EXERCISE TASK>
Extract every record, exactly as written, and ignore the pictures.

PROVIDED ENTRIES>
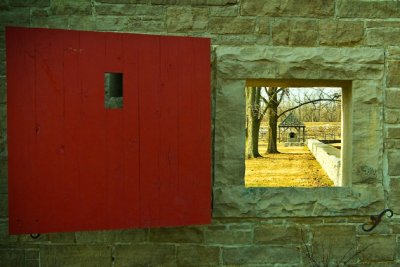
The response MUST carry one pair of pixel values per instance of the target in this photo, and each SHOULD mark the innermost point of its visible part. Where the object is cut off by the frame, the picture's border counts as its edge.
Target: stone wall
(355, 44)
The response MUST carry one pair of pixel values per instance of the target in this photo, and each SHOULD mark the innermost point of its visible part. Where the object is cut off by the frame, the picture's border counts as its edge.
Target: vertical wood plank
(149, 110)
(130, 185)
(168, 127)
(72, 127)
(92, 137)
(21, 128)
(202, 93)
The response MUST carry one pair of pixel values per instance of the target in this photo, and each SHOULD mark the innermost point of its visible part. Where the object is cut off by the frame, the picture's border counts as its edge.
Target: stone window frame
(359, 71)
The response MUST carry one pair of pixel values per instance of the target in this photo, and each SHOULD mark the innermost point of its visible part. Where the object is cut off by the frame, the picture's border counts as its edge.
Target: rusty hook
(376, 219)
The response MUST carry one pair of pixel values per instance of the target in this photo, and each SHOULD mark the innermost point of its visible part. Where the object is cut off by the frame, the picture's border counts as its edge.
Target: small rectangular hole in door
(113, 90)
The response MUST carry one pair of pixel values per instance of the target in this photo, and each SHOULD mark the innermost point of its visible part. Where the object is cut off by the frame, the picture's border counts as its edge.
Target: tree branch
(308, 102)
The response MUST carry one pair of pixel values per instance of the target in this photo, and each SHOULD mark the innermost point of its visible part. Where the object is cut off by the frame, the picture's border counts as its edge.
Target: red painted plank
(168, 126)
(92, 136)
(21, 128)
(129, 187)
(150, 136)
(202, 94)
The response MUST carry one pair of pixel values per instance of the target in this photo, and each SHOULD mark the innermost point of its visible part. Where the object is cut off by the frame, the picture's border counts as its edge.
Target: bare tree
(260, 100)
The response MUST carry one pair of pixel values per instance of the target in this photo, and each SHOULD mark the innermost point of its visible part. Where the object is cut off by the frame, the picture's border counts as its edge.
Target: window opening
(113, 90)
(293, 136)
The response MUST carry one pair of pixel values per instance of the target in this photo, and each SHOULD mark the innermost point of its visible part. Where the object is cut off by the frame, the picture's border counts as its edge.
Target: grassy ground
(293, 167)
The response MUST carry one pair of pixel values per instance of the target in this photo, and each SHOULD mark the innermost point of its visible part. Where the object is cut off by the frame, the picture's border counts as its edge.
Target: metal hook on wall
(376, 219)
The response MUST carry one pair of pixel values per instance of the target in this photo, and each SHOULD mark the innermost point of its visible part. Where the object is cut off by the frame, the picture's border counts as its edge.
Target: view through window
(293, 136)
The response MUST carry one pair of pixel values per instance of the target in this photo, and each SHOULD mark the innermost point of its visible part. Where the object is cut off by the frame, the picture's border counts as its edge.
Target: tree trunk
(253, 121)
(272, 121)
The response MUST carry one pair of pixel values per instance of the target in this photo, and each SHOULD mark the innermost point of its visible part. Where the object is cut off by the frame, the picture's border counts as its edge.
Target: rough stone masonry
(352, 40)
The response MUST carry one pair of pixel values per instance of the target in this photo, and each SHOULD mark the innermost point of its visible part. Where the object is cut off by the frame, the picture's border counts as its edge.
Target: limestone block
(48, 21)
(136, 24)
(367, 132)
(83, 22)
(189, 255)
(224, 11)
(392, 144)
(30, 3)
(394, 195)
(228, 237)
(263, 26)
(228, 172)
(295, 32)
(229, 25)
(394, 163)
(4, 5)
(393, 78)
(214, 2)
(75, 255)
(393, 52)
(368, 9)
(299, 63)
(341, 33)
(3, 89)
(392, 116)
(200, 19)
(112, 23)
(144, 255)
(3, 206)
(379, 23)
(382, 36)
(121, 236)
(277, 234)
(179, 19)
(170, 2)
(393, 98)
(115, 9)
(3, 176)
(334, 240)
(292, 8)
(71, 7)
(16, 17)
(382, 248)
(123, 1)
(261, 254)
(177, 235)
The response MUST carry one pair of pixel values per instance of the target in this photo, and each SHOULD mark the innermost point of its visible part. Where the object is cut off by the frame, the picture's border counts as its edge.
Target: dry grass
(293, 167)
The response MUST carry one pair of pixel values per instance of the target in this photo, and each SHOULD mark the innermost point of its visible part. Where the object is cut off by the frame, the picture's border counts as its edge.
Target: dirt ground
(293, 167)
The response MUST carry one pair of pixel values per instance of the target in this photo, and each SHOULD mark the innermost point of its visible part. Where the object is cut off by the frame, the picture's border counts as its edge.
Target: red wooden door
(75, 164)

COMPLETE ANSWER>
The response MUST carry one pair of pixel values per instance of the target in this photo, and each SHOULD mark the innermost point of its visible part. Where the object is cut off by the frame, the picture's border counts as its edge.
Target: stone wall
(355, 44)
The response MUST carry one pair of pixel values per instance of the target in this photo, and each SHOULD mark the innermost point of its visible part. Where the object is cut off by the frame, the picture's border counts as its edge.
Target: vertical wood plank
(149, 110)
(130, 185)
(168, 127)
(72, 127)
(92, 137)
(21, 128)
(202, 93)
The response MUST carry one pair of pixel values per instance of the target in this photo, and each SHOULD mark the innermost point of its visible part. Where the object is cut off by the frame, the picture's border counts as its edge.
Target: stone window frame
(359, 71)
The response MUST carry one pair of pixel values per instance of the target in this photo, and each SHOULD mark the innermost point of its visible part. Where the object is cut off by the frame, the picture's border counts as its edge.
Target: rusty hook
(376, 219)
The response MUST carry one pair of pixel values per instance of the target in this photo, and each SHOULD mark the innermost point of its visible part. Where the object is cut off by the frame, the picture's border counts as its edge.
Target: small rectangular hole in door
(113, 90)
The response MUST carry one pair of pixel values per instance of the target in this photo, and each SHOULD mark the innermost point of its visible part. Where the object is cut off by the frame, the picture's border counts as its edge.
Target: tree branch
(308, 102)
The response MUST carry one pair of pixel values per instance of the target in this photo, and each SHOULD mark the innermost point of its visible part. Where the object is cut off by the frame, the picture's border counts as its edge.
Target: red painted plank
(168, 126)
(92, 136)
(21, 128)
(129, 187)
(150, 136)
(202, 94)
The response MUST carry one pair of pixel values per instance of the target in this photo, and each SHOULD mark the innermost point of its visible part. Where the object is cut off by the frame, the picture's border counts as its edge.
Target: bare tree
(260, 100)
The response MUST carry one pair of pixel values per instance of the target in this photo, and each SHOULD mark the innermost point of its visible part. Where the object is cut off by the frame, the picture's border counts as its edge.
Target: window opening
(113, 90)
(293, 136)
The response MUST carry one pair of pixel values per instance of the target in this photo, and each SHOULD mark the innermost point of its visible part. Where the object is cut off by the frame, the picture's border counts as its edge.
Target: grassy ground
(293, 167)
The response MUST carry one pair of pixel values per instance of the target in this photo, and each SHOULD mark the innermost point of its visible part. Where the object is cut off by the frame, the picture's border counts as its edge.
Target: metal hook on wall
(376, 219)
The response MUST carry one pair of pixel values per instance of the target in this photo, and each SHOULD mark the innermost point of its visible part. Where the object is cut off by the frame, the picture's border counts as its edge.
Target: view through window
(293, 136)
The response MUST carry one pair of pixel values per instance of the target in this photo, and each SHOULD mark the innermost point of its visible part. Where the object is cut off by the frame, the picture's border counts as its edge.
Target: tree trunk
(253, 121)
(272, 121)
The response MUST carry one pair of pixel values per instance of the target in this photo, and each SHOULD mark the innermost point of its visible part. Where the object is cut off by the frame, the picture's border counts as its edge.
Target: rough stone masonry
(352, 40)
The response MUST carry one pair of pixel values per instance of the target in this photo, and each SHOULD mark the innermost point of its visible part. Where the object is cut off by the frame, the picture's border counts as its edge.
Target: limestone block
(48, 21)
(136, 24)
(367, 132)
(83, 22)
(189, 255)
(224, 11)
(392, 144)
(30, 3)
(394, 195)
(228, 237)
(263, 26)
(228, 172)
(295, 32)
(229, 25)
(394, 163)
(4, 5)
(393, 78)
(214, 2)
(75, 255)
(393, 52)
(368, 9)
(299, 63)
(341, 33)
(3, 89)
(392, 116)
(200, 19)
(112, 23)
(144, 255)
(3, 206)
(379, 23)
(382, 36)
(121, 236)
(277, 234)
(179, 19)
(170, 2)
(393, 98)
(115, 9)
(3, 176)
(334, 240)
(292, 8)
(71, 7)
(16, 17)
(382, 248)
(123, 1)
(261, 254)
(177, 235)
The response MUST carry one pair of pixel values per instance of the target in this photo, and each SHOULD mark the innermost point of its visible part. Where the object is cut off by the frame, the picture's border counts as its edge.
Target: dry grass
(293, 167)
The response MUST carry one pair of pixel values per instance of the target in this photo, and each SHOULD mark the innermost point of its visible part. Where the object is cut off by the frame, the picture's border counts as its edge.
Target: dirt ground
(293, 167)
The response MUST carry one pair of pixel values per instance of the target in this photo, and each SHOULD mark the innermost point of its visible part. Where the object is cut off by the frame, the picture's border counts as its edge.
Target: red wooden door
(75, 164)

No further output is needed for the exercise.